Work request
Please list every section number referred to in the origin-of-life passage below.

Research in the last two centuries has caused dramatic shifts in perspectives on the origin and evolution of life. The building blocks of life include lipids, amino acids, nucleic acids, and carbohydrates. Origin of life research seeks to identify the processes that formed these organic compounds and the ways in which these compounds formed protocells. The origin of life probably took place 3.85 Ga. Early life was dominated by light harvesting organisms. Algae and plants evolved over the next 3.3 billion years of the Archaean and Proterozoic eons.
Prior to 1859, when Louis Pasteur proved that life could only come from life, almost all people (scientists, theologians, and the public) thought that life spontaneously arose from nonlife. Then, from 1859 to the early 20th century, almost all people thought that cells must have been created de novo by God and that life either evolved from these first cells or that God created different forms of life. In 1924, Oparin provided a theoretical justification for biochemical evolution and began the quest to find a natural origin of life (Section 6-2). In 1952, Miller and Urey applied electricity for several days to a mixture of H2O, H2, CH4, and NH3 gases and produced amino acids, nucleobases, and fatty acids. When scientists realized that RNA could act like DNA (information storage) and proteins (work), Crick, Orgel, and Woese proposed that life began with the RNA world in the 1960s. Since the 1990s, Jack Szostak’s laboratory has investigated the formation of life in naturally occurring fatty acid vesicles. Finally, in 2009, Sutherland’s lab discovered how sugars and RNA nucleotides might form in cyanosulfidic chemistry, and we reached the “end of the beginning.” Almost a century has passed, and there is still a long way to go, but scientists are rapidly discovering new pieces and patterns in the origin of life. This jigsaw puzzle is slowly coming together; however, as with a jigsaw puzzle, scientists might find as the puzzle comes together that a few pieces are missing from the puzzle. Will they find a finely tuned process or a gap in the sequence of evolution that defies a natural explanation?
Section 6-3 describes the organic compounds that came together and formed early protocells and then became the building blocks of modern cells: carbohydrates, lipids, proteins, and nucleic acids.
After Miller and Urey discovered that amino acids, the building blocks of proteins, form in chemical reactions, scientists worked for decades to discover a prebiotic process that formed sugars (carbohydrates), which are one of the building blocks of nucleic acids. Finally, in 2009, the Sutherland laboratory discovered cyanosulfidic chemistry, which preferentially forms all the organic compounds of life (Section 6-4)
What came first, the chicken or the egg? In biological evolution, a similar question was, what came first, information storage or cellular processes? Researchers were excited to discover that RNA could act as a machine in the cell (protein) as well as an information storage system (DNA). Thus, they proposed the RNA world in which life began with RNA. Section 6-5 presents a brief review of the functions of RNA in modern cells and the research on how functional chains of RNA might have evolved in the prebiotic soup.
Fatty acid vesicles are like cellular membranes, and their presence in meteorites indicates they naturally formed in the early environment of the Earth and solar system. There are various theories on how these bubbles with water on both sides of the membrane might have formed the first protocells, contained RNA and other organic compounds, and how they might have divided and evolved. Section 6-6 presents the work of Jack Szostak, the leading researcher in this field, and of biologist Bruce Damer, who have both proposed hypothetical scenarios that might have formed the first protocells.

Given information
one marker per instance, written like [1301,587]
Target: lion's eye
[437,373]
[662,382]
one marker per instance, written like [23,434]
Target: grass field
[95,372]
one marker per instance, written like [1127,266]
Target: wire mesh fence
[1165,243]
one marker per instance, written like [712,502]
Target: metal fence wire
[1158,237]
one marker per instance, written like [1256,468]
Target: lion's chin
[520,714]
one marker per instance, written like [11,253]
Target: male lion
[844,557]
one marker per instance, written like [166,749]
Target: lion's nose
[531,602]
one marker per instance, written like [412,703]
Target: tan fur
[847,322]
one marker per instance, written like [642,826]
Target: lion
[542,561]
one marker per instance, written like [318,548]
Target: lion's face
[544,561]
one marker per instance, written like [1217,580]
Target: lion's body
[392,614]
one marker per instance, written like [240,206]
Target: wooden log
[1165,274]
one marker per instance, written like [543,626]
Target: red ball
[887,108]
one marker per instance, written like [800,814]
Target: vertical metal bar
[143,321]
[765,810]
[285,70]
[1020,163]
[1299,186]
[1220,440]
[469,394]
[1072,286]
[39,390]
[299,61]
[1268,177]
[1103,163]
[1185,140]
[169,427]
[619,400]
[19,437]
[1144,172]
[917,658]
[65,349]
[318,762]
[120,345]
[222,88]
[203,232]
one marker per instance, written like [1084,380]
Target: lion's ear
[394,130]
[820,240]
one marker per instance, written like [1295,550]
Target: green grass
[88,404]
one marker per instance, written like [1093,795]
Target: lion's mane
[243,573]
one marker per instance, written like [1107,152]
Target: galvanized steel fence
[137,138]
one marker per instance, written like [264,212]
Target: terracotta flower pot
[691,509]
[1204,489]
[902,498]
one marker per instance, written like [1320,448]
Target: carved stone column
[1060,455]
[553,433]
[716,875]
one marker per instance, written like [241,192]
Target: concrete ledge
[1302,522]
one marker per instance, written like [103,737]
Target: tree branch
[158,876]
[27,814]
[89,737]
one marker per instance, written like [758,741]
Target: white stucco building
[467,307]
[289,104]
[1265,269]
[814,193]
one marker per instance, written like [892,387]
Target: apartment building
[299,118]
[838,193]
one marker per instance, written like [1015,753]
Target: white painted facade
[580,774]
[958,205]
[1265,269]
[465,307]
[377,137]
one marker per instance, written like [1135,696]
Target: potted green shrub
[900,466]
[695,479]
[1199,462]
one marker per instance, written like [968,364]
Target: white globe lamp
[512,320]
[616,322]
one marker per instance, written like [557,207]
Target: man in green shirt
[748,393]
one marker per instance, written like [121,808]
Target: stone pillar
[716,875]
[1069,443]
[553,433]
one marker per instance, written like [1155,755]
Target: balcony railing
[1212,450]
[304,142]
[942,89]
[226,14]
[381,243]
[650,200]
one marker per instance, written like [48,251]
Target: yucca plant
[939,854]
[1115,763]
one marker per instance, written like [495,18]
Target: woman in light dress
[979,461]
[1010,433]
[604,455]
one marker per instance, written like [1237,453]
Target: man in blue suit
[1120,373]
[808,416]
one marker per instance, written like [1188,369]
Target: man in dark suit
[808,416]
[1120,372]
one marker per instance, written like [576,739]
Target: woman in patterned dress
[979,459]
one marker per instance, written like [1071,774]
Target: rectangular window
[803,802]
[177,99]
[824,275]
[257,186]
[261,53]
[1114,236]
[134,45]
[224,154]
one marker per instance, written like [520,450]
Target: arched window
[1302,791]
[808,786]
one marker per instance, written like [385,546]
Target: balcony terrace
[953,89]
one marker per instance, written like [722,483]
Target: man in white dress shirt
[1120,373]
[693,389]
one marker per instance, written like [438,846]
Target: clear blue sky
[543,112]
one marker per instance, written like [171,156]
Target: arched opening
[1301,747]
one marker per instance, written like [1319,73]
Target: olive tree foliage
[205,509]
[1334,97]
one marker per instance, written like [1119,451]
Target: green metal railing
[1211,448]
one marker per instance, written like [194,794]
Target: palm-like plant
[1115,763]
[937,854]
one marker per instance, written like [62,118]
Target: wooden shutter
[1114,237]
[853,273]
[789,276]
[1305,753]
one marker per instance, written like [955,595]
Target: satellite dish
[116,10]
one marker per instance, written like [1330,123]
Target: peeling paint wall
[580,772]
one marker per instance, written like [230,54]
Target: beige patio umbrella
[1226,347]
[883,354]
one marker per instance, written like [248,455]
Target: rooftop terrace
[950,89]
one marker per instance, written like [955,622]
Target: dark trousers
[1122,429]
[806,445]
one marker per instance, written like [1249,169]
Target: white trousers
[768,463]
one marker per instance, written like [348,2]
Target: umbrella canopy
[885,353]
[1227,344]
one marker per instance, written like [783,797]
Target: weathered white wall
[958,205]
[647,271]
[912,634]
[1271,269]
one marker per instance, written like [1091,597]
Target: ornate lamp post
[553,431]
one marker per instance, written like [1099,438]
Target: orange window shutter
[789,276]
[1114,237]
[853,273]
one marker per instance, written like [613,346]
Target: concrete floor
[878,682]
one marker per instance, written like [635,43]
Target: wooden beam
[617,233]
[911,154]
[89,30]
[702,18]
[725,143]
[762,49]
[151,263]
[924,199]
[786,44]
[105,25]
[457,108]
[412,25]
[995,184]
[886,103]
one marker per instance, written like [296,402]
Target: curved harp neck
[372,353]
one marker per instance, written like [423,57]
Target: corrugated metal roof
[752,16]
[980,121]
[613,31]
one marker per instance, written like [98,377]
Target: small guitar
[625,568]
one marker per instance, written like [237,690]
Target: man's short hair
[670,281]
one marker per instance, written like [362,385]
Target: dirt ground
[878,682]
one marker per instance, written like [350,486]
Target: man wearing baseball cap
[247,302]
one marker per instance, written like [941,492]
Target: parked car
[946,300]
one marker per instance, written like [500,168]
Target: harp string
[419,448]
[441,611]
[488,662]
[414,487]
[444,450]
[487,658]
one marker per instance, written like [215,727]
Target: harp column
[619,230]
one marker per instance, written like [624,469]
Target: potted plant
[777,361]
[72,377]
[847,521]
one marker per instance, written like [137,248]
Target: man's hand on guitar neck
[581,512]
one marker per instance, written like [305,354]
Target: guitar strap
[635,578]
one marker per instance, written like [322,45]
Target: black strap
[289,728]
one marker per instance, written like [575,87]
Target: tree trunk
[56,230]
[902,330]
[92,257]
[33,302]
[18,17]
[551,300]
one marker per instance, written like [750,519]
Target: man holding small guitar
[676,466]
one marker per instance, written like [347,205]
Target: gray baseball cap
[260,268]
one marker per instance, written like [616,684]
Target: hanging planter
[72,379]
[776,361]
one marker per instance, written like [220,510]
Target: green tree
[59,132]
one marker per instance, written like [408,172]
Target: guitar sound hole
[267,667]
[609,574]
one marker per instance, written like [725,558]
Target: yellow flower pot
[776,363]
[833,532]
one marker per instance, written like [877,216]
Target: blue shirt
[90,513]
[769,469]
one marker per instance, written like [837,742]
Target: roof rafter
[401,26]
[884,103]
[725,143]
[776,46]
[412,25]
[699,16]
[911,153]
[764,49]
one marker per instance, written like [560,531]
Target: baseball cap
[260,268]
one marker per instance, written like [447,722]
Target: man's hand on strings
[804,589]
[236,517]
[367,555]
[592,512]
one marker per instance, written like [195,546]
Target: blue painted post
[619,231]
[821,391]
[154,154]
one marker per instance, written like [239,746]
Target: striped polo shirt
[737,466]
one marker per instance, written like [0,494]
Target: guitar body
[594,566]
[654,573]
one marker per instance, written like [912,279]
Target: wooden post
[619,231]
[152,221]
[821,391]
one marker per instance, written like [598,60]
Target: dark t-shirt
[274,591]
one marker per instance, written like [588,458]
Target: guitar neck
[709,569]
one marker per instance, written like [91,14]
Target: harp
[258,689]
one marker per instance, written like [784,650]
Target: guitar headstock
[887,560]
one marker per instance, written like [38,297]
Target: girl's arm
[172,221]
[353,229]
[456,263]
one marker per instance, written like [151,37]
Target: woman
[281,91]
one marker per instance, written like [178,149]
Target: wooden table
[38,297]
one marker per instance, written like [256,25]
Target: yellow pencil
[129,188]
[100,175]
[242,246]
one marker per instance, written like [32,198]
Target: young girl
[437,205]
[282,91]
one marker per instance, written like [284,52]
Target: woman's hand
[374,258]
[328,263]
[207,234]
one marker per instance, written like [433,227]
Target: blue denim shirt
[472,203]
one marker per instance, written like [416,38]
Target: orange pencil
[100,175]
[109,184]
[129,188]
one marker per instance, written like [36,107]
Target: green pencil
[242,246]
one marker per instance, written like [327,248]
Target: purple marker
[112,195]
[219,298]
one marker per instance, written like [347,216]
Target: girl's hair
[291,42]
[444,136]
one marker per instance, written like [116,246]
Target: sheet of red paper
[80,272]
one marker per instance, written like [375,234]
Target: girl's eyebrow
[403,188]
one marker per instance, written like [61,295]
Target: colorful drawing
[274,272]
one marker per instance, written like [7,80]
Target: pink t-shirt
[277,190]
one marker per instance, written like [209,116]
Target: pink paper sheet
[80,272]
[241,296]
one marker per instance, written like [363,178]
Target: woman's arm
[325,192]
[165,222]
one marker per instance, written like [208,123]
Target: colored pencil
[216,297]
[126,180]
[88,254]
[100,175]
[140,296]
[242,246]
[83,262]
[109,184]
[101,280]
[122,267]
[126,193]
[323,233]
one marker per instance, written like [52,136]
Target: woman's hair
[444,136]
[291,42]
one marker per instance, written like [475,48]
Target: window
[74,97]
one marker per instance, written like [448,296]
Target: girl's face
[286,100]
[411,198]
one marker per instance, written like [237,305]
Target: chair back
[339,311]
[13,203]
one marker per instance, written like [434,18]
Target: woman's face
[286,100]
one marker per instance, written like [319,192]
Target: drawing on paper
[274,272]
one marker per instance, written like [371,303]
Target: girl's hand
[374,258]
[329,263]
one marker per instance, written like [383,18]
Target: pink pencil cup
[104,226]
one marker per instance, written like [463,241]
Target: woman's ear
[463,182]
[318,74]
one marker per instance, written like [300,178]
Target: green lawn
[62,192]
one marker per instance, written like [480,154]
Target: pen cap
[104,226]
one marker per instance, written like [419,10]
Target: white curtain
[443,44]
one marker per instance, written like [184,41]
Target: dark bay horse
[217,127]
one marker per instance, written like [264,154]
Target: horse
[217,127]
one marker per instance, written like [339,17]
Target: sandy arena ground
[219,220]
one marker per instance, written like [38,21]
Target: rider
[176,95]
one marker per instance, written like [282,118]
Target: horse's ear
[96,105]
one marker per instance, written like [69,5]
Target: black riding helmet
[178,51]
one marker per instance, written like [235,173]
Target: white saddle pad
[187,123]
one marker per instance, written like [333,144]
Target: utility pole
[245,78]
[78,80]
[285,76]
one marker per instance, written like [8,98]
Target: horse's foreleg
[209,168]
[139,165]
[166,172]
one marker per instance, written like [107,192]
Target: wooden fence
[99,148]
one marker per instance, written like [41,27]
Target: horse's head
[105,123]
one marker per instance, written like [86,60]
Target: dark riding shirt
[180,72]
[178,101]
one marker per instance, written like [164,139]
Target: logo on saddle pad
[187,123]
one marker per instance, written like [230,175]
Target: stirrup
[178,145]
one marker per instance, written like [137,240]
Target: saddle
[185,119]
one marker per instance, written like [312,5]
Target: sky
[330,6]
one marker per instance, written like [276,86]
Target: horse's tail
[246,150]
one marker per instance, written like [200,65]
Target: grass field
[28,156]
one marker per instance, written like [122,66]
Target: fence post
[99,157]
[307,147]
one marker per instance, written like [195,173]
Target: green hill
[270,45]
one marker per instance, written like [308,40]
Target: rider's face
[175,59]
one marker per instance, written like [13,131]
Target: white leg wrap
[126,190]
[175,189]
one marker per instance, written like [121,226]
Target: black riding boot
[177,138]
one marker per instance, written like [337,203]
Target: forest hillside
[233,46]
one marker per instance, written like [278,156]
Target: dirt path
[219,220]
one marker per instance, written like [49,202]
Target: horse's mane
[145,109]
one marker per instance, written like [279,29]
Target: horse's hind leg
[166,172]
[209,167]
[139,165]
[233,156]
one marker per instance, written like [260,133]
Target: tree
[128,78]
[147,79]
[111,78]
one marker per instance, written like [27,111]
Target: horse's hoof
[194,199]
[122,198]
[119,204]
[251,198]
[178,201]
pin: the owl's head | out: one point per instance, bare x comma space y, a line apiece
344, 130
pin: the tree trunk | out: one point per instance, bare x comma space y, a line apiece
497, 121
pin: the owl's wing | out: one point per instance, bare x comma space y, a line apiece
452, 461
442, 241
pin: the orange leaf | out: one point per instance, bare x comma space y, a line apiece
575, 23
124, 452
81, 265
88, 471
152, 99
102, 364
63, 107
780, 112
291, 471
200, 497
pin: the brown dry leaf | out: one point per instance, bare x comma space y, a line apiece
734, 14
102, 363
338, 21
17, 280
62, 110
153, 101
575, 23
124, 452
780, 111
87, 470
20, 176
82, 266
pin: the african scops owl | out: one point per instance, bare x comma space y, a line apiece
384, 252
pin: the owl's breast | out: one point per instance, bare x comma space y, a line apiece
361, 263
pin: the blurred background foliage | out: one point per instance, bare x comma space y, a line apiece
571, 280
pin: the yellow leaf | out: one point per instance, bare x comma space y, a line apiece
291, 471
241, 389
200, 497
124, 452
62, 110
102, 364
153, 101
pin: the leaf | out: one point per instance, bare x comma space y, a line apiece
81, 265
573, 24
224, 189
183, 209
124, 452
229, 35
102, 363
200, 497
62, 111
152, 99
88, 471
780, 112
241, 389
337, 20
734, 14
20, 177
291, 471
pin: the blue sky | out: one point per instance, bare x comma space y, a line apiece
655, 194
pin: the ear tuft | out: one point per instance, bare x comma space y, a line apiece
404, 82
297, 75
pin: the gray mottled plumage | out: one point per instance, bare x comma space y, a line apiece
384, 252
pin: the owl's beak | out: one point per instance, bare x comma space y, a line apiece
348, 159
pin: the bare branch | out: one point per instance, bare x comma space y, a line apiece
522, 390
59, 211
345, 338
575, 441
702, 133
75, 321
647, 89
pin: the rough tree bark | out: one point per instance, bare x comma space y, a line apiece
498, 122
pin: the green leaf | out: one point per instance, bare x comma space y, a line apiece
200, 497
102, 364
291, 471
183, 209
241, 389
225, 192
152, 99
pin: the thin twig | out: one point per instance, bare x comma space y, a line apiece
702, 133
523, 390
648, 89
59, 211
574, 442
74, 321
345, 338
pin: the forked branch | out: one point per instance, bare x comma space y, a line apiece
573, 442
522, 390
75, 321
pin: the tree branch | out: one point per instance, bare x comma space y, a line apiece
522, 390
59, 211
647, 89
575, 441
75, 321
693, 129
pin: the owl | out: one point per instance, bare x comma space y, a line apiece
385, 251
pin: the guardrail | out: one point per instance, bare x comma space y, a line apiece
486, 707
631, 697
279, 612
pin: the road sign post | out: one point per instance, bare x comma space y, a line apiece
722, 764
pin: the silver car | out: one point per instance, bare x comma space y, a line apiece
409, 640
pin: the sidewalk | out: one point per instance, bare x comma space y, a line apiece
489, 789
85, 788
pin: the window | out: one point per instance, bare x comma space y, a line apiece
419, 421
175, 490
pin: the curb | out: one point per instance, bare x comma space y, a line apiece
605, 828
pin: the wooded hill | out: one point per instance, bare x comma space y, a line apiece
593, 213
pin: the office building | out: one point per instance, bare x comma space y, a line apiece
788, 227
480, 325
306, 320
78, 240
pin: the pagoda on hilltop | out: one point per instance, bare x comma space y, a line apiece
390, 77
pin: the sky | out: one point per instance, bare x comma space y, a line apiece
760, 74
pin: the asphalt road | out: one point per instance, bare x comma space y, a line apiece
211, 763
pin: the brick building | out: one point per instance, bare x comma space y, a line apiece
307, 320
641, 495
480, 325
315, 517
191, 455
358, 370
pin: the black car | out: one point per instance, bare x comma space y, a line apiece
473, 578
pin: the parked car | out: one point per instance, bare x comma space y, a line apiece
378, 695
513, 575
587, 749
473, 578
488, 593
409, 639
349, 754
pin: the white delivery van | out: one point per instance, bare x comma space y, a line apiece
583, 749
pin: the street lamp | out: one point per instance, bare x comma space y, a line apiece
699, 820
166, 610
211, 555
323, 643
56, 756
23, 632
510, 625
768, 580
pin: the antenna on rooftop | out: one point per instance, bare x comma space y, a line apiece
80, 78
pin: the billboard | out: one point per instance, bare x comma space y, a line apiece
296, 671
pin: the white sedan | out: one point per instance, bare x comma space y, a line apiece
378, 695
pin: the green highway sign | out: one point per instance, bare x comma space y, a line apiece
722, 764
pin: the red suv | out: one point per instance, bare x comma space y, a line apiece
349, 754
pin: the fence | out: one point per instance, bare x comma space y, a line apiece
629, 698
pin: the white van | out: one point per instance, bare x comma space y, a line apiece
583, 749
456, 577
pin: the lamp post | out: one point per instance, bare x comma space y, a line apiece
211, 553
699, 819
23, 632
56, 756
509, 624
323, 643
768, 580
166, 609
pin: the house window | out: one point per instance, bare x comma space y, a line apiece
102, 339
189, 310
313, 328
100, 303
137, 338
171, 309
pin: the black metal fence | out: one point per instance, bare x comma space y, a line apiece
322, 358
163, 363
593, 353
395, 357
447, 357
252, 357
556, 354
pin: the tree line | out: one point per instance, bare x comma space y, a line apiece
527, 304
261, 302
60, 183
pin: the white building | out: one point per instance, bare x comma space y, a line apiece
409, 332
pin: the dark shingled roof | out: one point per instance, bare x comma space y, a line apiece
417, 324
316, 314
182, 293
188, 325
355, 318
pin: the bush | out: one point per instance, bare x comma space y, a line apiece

Exercise answer
6-2, 6-3, 6-4, 6-5, 6-6